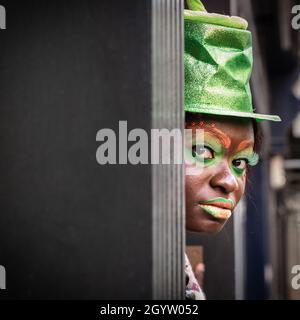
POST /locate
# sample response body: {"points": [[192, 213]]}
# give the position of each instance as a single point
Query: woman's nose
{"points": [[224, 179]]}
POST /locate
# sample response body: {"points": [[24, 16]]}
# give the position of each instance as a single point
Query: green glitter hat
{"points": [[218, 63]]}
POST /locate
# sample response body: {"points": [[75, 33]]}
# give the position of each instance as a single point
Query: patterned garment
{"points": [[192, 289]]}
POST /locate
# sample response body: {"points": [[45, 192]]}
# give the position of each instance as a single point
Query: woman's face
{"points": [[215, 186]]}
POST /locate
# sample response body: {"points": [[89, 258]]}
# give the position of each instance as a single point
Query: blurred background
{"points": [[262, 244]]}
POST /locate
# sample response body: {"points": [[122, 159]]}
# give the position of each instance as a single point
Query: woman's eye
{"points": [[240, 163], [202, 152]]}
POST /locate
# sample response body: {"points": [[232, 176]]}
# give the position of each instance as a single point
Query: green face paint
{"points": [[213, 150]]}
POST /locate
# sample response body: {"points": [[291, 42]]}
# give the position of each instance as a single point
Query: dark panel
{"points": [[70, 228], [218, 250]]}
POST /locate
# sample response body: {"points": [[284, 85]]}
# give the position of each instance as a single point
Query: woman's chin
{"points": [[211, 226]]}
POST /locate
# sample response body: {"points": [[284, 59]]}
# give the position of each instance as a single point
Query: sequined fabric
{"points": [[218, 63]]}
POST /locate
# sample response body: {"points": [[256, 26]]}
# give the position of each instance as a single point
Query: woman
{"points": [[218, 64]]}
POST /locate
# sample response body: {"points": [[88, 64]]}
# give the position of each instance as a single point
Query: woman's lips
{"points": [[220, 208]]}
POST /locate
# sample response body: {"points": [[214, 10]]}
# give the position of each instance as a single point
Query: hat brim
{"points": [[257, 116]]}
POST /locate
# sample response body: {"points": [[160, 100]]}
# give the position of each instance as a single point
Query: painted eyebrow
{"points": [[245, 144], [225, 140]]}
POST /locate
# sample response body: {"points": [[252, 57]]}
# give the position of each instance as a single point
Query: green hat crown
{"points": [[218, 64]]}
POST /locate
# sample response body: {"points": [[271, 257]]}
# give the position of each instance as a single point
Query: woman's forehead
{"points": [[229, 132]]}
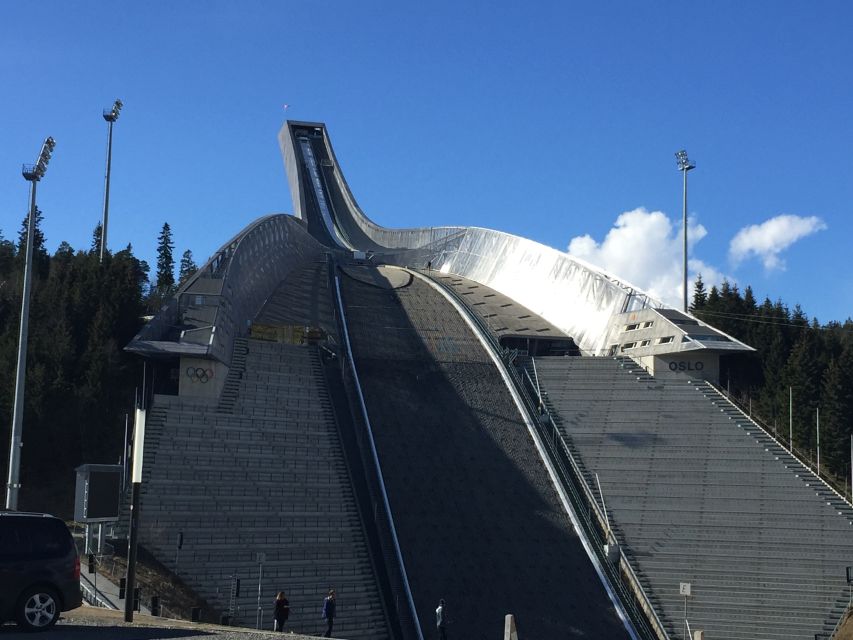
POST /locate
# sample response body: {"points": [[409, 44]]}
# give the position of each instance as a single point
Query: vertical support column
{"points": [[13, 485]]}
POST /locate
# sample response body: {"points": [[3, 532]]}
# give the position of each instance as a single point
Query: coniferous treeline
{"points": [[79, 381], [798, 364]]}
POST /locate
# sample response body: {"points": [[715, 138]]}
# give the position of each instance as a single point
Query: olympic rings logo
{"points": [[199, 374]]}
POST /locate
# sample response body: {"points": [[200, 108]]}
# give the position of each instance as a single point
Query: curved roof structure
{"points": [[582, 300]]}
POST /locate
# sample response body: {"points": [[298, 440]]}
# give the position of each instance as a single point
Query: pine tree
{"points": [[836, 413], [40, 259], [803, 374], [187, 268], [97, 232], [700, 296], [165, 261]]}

------------------------------------

- _Exercise instructions_: Leave the pictures out and reproduce each record exactly as written.

- _The reply_:
POST /locate
# sample response body: {"points": [[192, 213]]}
# give the position of each instance as a single point
Query: woman's nose
{"points": [[224, 179]]}
POST /locate
# sample response body: {"points": [[24, 16]]}
# give the position of each instance as a single point
Query: green glitter hat
{"points": [[218, 63]]}
POST /locate
# sample response body: {"points": [[75, 33]]}
# give the position of each instance as a single point
Query: patterned garment
{"points": [[192, 289]]}
POST /locate
# sample response body: {"points": [[45, 192]]}
# give the position of each instance as a single point
Query: woman's face
{"points": [[215, 186]]}
POST /locate
# sample response body: {"points": [[89, 258]]}
# give the position of each instance as a single point
Query: blurred background
{"points": [[262, 244]]}
POST /locate
# sample response body: {"points": [[122, 159]]}
# give the position of each instance as a single point
Query: woman's eye
{"points": [[240, 163], [202, 152]]}
POST /locate
# sample response body: {"points": [[232, 176]]}
# give the position of each instance as a single point
Query: green face paint
{"points": [[213, 150]]}
POST /locate
# sample response body: {"points": [[291, 42]]}
# give the position of each instance as a single point
Query: dark panel
{"points": [[70, 228], [218, 250]]}
POST /locate
# sample response body: {"points": [[284, 85]]}
# give the position of each instance as a single point
Query: woman's chin
{"points": [[211, 226]]}
POST /locate
# sample response body: {"points": [[284, 59]]}
# give the position of each instance as a single point
Query: sequined fabric
{"points": [[218, 63]]}
POST /locate
# sample response body: {"points": [[256, 26]]}
# give the position of each instance as a single point
Query: woman
{"points": [[218, 64]]}
POST /locate
# sample response body: {"points": [[88, 64]]}
# give the position of each instance as a single point
Query: woman's lips
{"points": [[220, 208]]}
POST /locate
# sample response body: {"points": [[214, 10]]}
# give the position of each instance as a single point
Query: hat brim
{"points": [[257, 116]]}
POST /locate
# sample response body: {"points": [[160, 100]]}
# give the position of each instance as a single point
Query: painted eyebrow
{"points": [[245, 144], [225, 140]]}
POST /locate
# sample response body: {"points": [[252, 57]]}
# give the position of each instance as a single point
Query: green hat crown
{"points": [[218, 64]]}
POST /locate
# sample response body: {"points": [[271, 257]]}
# give the position of each instance as a single point
Query: woman's forehead
{"points": [[229, 132]]}
POST /locate
# sample response body: {"points": [[409, 44]]}
# give the position of each instance as a single point
Query: vertical support column
{"points": [[13, 485]]}
POST /locate
# sample response body: {"points": [[3, 532]]}
# give the position of each instance as a single point
Query: coniferous treeline
{"points": [[79, 381], [798, 364]]}
POST /locate
# sample response body: {"points": [[715, 138]]}
# give the position of each instance as a single point
Query: olympic rings logo
{"points": [[199, 374]]}
POST /locate
# sample response body: {"points": [[200, 108]]}
# give the position of each instance as a single point
Query: curved roof structure
{"points": [[582, 300]]}
POST /locate
# sample response body: {"points": [[298, 440]]}
# give the position of each instance as a single point
Query: pine tree
{"points": [[836, 413], [40, 259], [803, 374], [187, 268], [97, 232], [700, 296], [165, 261]]}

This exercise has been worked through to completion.